---------- Given text

Are you finding it hard to know if group therapy is what you need or want? Below, I outline a few of considerations that might be helpful when thinking about joining a group.
Considering a Therapy Group?
You may have had a group suggested to you or know someone who is in or has been in a group. Perhaps you are aware of difficulties arising for you in groups and want to explore these further. And/or maybe you have had individual therapy in the past or recently and feel you have explored what you needed to in that work.
Whatever has led you to think about joining a therapy group, the idea is likely to feel a new and unknown prospect for you.
Group Therapy and ‘Real Life’
Group Therapy is often described as being closer to ‘real life’ than individual therapy. The other people in the group are not there in a professional role and although the group therapy culture is one of respect and support, members are also encouraged to respond and relate in authentic and spontaneous ways to each other. For some people this is off-putting but for others this is an attractive proposition and seen as a way of more directly experiencing some of the relationship dynamics they might have struggled with in the past or present.
The constant mirroring in groups between members offers ongoing feedback (what happens in groups: mirroring). Many people find this helps them develop a stronger idea of who they are in relation to others. If you are aware that you struggle with your sense of self or identity you will likely benefit from being in a therapy group where you can experience feedback from others as well as observe for yourself your similarities and differences.
Group members tend towards being supportive to each other but do, when the group is working well, offer a realistic mix of positive and challenging responses to each other. Some people who feel particularly fragile in the face of less positive feedback from others can find this too threatening a prospect.
Is this the right time for a group?
If, for example, you have had a very recent trauma or bereavement you may feel you need some more focussed one to one help on your individual circumstances and a group may not therefore be the place at this stage for you. However, this might not feel clear cut and the group therapist would be able to explore this with you. They might even be able to offer to work with you individually over your recent experiences until you feel ready for a group.

--------------------
---------- Supplied material

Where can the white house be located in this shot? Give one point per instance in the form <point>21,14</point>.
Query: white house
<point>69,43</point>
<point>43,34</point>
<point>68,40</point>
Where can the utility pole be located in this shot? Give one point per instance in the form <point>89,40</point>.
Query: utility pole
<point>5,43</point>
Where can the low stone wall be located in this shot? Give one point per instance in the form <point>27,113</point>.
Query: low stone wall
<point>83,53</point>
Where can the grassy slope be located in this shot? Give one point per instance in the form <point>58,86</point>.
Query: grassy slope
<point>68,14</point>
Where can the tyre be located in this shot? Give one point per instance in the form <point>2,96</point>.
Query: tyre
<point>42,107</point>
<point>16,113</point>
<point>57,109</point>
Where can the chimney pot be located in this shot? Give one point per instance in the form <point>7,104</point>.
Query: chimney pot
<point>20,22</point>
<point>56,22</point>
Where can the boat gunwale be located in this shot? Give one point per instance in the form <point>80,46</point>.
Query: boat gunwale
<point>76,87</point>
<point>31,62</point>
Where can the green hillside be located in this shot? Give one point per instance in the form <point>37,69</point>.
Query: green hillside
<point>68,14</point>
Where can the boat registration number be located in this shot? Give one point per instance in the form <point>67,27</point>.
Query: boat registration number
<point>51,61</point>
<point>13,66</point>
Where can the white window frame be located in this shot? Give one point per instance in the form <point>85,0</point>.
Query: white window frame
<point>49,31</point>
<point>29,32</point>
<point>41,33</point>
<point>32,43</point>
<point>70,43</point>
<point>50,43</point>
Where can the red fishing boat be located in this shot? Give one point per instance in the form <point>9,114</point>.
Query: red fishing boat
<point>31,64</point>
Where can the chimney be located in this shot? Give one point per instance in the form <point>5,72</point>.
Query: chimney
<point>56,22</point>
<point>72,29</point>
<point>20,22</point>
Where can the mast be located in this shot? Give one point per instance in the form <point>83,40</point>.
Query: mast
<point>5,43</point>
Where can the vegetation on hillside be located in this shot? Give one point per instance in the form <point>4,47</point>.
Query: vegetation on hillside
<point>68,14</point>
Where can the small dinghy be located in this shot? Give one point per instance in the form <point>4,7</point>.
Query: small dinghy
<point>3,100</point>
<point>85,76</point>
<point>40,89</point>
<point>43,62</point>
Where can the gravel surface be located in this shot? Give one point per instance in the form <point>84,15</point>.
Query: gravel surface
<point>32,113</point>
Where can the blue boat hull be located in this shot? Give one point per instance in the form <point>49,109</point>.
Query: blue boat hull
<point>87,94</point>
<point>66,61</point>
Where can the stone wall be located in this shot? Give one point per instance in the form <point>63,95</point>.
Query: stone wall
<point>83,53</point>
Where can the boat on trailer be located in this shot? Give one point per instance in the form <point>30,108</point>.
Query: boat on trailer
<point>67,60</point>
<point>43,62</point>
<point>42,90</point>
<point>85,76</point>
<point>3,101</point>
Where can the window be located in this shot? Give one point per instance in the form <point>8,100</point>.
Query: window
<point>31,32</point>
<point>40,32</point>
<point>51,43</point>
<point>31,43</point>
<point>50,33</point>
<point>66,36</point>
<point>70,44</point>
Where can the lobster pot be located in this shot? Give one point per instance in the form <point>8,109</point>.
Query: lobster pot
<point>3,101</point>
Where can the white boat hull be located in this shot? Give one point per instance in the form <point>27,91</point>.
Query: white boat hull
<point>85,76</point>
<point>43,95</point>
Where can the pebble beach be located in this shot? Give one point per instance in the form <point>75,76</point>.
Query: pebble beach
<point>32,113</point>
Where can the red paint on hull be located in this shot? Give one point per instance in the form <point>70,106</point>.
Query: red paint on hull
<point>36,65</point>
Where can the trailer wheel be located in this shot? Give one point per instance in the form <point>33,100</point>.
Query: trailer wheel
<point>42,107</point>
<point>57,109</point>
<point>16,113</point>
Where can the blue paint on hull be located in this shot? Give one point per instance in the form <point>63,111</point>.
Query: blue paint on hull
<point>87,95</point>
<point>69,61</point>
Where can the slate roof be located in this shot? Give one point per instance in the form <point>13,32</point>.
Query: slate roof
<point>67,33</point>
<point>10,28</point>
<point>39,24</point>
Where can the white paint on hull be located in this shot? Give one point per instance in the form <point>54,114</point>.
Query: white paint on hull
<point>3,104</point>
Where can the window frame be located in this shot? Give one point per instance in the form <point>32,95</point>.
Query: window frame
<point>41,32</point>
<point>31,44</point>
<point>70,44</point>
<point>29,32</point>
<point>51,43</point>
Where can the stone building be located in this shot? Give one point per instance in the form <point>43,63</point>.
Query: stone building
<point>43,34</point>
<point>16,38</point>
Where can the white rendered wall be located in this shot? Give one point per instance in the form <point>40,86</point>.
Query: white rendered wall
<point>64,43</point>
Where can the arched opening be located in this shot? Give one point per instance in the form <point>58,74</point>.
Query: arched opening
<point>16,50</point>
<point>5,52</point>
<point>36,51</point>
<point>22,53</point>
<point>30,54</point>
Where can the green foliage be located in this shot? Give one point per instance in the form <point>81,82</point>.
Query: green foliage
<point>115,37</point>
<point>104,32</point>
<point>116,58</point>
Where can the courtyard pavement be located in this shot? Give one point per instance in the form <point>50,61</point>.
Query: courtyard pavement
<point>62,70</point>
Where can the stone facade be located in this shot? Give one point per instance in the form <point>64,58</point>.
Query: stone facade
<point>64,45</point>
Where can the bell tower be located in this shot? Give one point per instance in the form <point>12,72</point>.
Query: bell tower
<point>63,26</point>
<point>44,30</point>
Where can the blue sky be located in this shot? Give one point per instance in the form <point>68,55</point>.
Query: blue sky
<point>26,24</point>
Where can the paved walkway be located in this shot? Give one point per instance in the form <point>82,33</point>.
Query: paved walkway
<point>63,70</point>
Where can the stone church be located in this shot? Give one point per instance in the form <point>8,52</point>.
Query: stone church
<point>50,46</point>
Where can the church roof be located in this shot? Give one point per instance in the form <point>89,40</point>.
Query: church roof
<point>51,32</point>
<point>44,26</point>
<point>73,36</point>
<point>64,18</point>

--------------------

### Assignment A
Please reproduce the group therapy text verbatim, everything from "The constant mirroring" down to "threatening a prospect.".
### Assignment B
Carry the group therapy text forward, starting after its final sentence.
The listing was taken from a separate source that has no connection to the group therapy text.

### Written response A
The constant mirroring in groups between members offers ongoing feedback (what happens in groups: mirroring). Many people find this helps them develop a stronger idea of who they are in relation to others. If you are aware that you struggle with your sense of self or identity you will likely benefit from being in a therapy group where you can experience feedback from others as well as observe for yourself your similarities and differences.
Group members tend towards being supportive to each other but do, when the group is working well, offer a realistic mix of positive and challenging responses to each other. Some people who feel particularly fragile in the face of less positive feedback from others can find this too threatening a prospect.

### Written response B
Groups and Belonging
Group therapy can be particularly helpful for people who have conflicts around belonging. This might relate to their family history, perhaps feeling they were always outside the family for different reasons, or it might connect to other aspects of their history or identities. Groups give a powerful sense of belonging. Once you join a group you are always part of it. Even after people leave, they are remembered as part of the group’s history. Groups also allow members to move in and out of experiences of outsider and insider-ness. This can offer experiences of, and help understand, relationships to belonging.
Isolation and shame
Like issues around belonging, groups can be particularly helpful for those who feel trapped by feelings of shame and alienation (shame). Most people find an immediate relief in a therapy group when they start to share their worst feelings and thoughts. The chances are always likely that at least someone in the group (and very often the majority) will feel similarly. Usually new members find that shameful thoughts, feelings or experiences become quickly normalised by the rest of the group.
For some though, the idea of making public what feels shameful is too big a step. Some people might benefit from seeing an individual therapist first where they can ‘test out’ their secret feelings, if the idea of speaking in a group feels too frightening.
Some feelings of isolation are easier to dispense with than others. Being in a group does not necessarily stop the individual having these feelings, and indeed the public nature of the group can heighten them. However, it is this very nature of group therapy that creates an opportunity to directly understand and address these difficulties.
The Therapy Group as Alternative Family System
Being in a group can feel like being in a family. Group members can start to represent family members to each other.
Families have their own ‘systems’, but the group creates an alternative (generally more benign and authentic) system which challenges the unconscious assumptions of members’ family systems.
This aspect of groups includes the opportunity to explore dynamics from past and present with siblings (Sibling Rivalry Part 1 and 2). Group members can often feel strong sibling-like feelings towards each other.
People who have had difficult family dynamics growing up, in my experience, gain a lot from the way the therapy group offers this alternative family system and allows explorations of sibling relationships.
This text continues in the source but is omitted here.